▸ **Task description**:
Set down each entry from the block beneath, exactly as written.

▸ **Rows**:
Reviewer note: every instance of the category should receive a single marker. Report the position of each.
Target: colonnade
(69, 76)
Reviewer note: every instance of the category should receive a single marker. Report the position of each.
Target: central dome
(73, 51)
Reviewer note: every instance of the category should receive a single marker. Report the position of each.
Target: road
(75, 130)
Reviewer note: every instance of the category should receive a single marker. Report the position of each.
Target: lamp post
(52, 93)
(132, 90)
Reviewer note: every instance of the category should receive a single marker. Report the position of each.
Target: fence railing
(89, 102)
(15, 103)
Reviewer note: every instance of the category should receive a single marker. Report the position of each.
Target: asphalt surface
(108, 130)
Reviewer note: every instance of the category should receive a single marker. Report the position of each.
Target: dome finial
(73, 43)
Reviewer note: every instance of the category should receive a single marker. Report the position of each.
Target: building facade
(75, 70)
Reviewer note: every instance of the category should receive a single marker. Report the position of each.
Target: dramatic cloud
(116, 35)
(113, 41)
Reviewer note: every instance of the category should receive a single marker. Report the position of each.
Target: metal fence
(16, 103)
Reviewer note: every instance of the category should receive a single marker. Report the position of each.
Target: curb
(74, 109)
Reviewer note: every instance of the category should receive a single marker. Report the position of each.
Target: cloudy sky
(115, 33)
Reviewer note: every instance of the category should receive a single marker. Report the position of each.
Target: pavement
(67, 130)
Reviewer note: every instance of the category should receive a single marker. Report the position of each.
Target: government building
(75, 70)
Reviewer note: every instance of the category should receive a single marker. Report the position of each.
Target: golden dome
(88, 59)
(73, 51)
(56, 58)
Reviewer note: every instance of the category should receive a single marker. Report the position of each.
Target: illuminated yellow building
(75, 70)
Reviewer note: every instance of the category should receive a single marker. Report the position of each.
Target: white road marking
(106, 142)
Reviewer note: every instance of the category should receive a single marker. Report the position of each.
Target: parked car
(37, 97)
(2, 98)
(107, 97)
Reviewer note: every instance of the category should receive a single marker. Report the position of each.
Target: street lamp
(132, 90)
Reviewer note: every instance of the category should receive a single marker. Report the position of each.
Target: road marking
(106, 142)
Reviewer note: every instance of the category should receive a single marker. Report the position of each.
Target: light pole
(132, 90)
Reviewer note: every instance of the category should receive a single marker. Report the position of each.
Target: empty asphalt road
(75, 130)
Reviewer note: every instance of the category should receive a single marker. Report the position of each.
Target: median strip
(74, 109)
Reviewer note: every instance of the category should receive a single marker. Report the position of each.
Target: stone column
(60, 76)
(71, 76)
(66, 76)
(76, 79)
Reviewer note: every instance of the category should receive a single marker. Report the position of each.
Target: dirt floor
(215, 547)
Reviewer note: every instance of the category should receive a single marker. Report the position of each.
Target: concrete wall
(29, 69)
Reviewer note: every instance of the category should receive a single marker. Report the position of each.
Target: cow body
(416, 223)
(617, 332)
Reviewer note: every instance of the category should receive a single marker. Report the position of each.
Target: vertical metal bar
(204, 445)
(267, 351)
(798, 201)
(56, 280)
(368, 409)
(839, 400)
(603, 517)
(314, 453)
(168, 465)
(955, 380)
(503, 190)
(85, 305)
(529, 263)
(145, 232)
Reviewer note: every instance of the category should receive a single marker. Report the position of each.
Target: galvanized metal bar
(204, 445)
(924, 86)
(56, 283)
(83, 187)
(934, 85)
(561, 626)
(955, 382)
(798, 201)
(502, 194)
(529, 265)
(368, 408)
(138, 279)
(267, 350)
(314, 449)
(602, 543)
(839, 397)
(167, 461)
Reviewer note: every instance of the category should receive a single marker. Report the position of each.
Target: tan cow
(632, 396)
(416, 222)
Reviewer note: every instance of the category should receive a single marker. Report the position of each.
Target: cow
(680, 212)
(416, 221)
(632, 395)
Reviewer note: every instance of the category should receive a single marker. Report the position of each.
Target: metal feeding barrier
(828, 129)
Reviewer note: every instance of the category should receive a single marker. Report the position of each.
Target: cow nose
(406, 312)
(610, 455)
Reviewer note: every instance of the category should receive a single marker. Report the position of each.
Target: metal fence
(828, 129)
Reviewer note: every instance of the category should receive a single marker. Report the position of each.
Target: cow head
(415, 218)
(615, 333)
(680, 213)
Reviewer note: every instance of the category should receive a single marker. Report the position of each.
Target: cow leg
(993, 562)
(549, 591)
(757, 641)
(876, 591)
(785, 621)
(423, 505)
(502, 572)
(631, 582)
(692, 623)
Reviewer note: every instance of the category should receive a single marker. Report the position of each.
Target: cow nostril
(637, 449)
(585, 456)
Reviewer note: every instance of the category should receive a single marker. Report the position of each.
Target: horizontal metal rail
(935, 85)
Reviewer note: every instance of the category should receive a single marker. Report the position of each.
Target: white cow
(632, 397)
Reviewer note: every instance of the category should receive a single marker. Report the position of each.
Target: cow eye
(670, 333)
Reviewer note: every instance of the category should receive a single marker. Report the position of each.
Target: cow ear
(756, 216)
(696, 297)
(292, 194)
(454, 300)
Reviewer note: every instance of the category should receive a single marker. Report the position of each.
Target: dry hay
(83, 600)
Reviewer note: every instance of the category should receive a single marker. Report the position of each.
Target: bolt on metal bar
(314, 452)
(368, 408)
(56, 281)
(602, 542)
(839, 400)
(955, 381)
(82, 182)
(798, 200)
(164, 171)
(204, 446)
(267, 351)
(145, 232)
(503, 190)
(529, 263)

▸ **The answer**:
Reviewer note: every instance of the category should receive a single marker. Report the position of each.
Target: colonnade
(69, 76)
Reviewer note: every instance of the category should receive a single marker. Report the position of each.
Target: central dome
(73, 51)
Reviewer note: every instance of the category should receive a single marker. Report the position of each.
Target: road
(75, 130)
Reviewer note: every instance of the category should receive a single marker. Report the position of each.
Target: lamp post
(52, 93)
(132, 90)
Reviewer note: every instance of the category should receive a single marker. Report the position of each.
Target: fence railing
(89, 102)
(15, 103)
Reviewer note: every instance of the category should receive a single marker. Report the position of each.
Target: asphalt surface
(108, 130)
Reviewer note: every instance of the category should receive a single marker. Report the position of each.
Target: dome finial
(73, 43)
Reviewer note: every instance of the category should receive a single marker. Report the position of each.
Target: building facade
(75, 70)
Reviewer note: every instance of the category should receive a single marker. Report the position of each.
Target: dramatic cloud
(116, 35)
(113, 41)
Reviewer note: every instance of the category should receive a single marker. Report the position of each.
Target: metal fence
(16, 103)
Reviewer note: every instance of the category should receive a single marker. Report the position of each.
Target: curb
(74, 109)
Reviewer note: every instance of the category should receive a single marker. Report the position of each.
Target: cloudy sky
(115, 33)
Reviewer note: every instance of the category should receive a single marker. Report the position of each.
Target: pavement
(67, 130)
Reviewer note: every instance of the category should receive a single marker. Report the position of each.
Target: government building
(75, 70)
Reviewer note: every instance of the category should receive a single marker. Report the position of each.
Target: golden dome
(88, 59)
(73, 51)
(56, 58)
Reviewer note: every instance of the category should receive a single marker. Report the position of each.
Target: illuminated yellow building
(75, 70)
Reviewer note: every instance of the category should receive a single marker. Report the position of each.
Target: white road marking
(106, 142)
Reviewer note: every instance of the category should receive a single marker. Report the position of each.
Target: parked car
(37, 97)
(2, 98)
(107, 97)
Reviewer note: every instance of the category should receive a single marker. Report the position of each.
Target: street lamp
(132, 90)
Reviewer note: every instance of the category should receive a single marker. Report the position of each.
Target: road marking
(106, 142)
Reviewer note: every instance of the category should receive a single marker. Report the position of each.
Target: light pole
(132, 90)
Reviewer note: every instance of the category should receive a single marker. Report the position of each.
Target: empty asphalt road
(75, 130)
Reviewer note: every instance of the category should receive a single marker. Report the position of each.
Target: median strip
(74, 109)
Reviewer note: every instance of the category should receive a single marker. Report the position of each.
Target: stone column
(60, 76)
(71, 76)
(66, 76)
(76, 79)
Reviewer note: every instance of the category should receive a single marker. Report the position of each.
Target: dirt floor
(215, 547)
Reviewer note: every instance of the category should receive a single marker. Report the position of each.
Target: concrete wall
(29, 69)
Reviewer note: every instance of the category should receive a single marker. Report the position of each.
Target: cow body
(416, 223)
(617, 332)
Reviewer note: every instance of the category should receive a single marker. Report the position of each.
Target: vertical metal bar
(204, 445)
(267, 351)
(798, 201)
(56, 280)
(368, 409)
(839, 400)
(603, 517)
(314, 453)
(168, 465)
(955, 380)
(503, 190)
(85, 305)
(529, 263)
(145, 232)
Reviewer note: every instance of the category should receive a single marker. Report the position of each.
Target: galvanized metal bar
(204, 445)
(924, 86)
(56, 283)
(83, 187)
(934, 85)
(561, 626)
(955, 382)
(798, 201)
(502, 194)
(529, 265)
(368, 408)
(138, 279)
(267, 350)
(314, 449)
(602, 543)
(839, 397)
(167, 461)
Reviewer note: every instance of the category should receive a single marker. Report the position of each.
Target: tan cow
(632, 396)
(416, 222)
Reviewer note: every instance of the category should receive a single marker. Report the position of each.
Target: cow
(680, 212)
(416, 221)
(632, 395)
Reviewer note: every instance of the category should receive a single marker. Report the position of each.
Target: metal feeding barrier
(828, 129)
Reviewer note: every instance of the category should receive a single marker. Report the position of each.
Target: cow nose
(406, 312)
(610, 455)
Reviewer note: every instance of the category should receive a single marker. Report the position of each.
Target: metal fence
(828, 129)
Reviewer note: every instance of the category should receive a single marker. Report the position of each.
Target: cow head
(415, 218)
(615, 333)
(680, 213)
Reviewer note: every instance of the category should receive a single marker. Report the position of each.
Target: cow leg
(993, 562)
(549, 591)
(757, 641)
(876, 591)
(785, 621)
(423, 505)
(502, 572)
(631, 582)
(692, 623)
Reviewer note: every instance of the category should receive a single marker. Report the position of each.
Target: cow nostril
(637, 449)
(585, 456)
Reviewer note: every instance of the category should receive a single marker. Report the position of each.
Target: horizontal metal rail
(935, 85)
Reviewer note: every instance of the category should receive a single marker. Report the position of each.
Target: white cow
(632, 397)
Reviewer note: every instance of the category should receive a single marker. Report the position of each.
Target: cow eye
(670, 333)
Reviewer note: every instance of the category should receive a single marker. Report the position of each.
Target: cow ear
(756, 216)
(696, 297)
(292, 194)
(454, 300)
Reviewer note: every instance of the category should receive a single marker. Report the position of each.
Target: dry hay
(83, 600)
Reviewer note: every instance of the category should receive a single marker. Report the position of each.
Target: bolt on metal bar
(314, 452)
(368, 408)
(56, 281)
(602, 542)
(839, 400)
(955, 381)
(82, 182)
(798, 200)
(164, 171)
(204, 446)
(267, 351)
(145, 232)
(503, 190)
(529, 263)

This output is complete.